> The task:
Can you write out all the lines word for word, with no pictures?

★ ★ ★ ★ ★ ★ ★

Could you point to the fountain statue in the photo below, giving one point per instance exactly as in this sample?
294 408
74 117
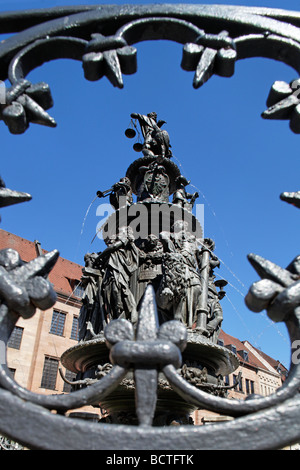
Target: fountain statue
158 243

★ ★ ★ ★ ★ ★ ★

> Correct answer:
Could you point to the fountain statue in the photo below, giving one point per instance exactly as in this sample?
294 408
74 117
Target: fountain statue
158 243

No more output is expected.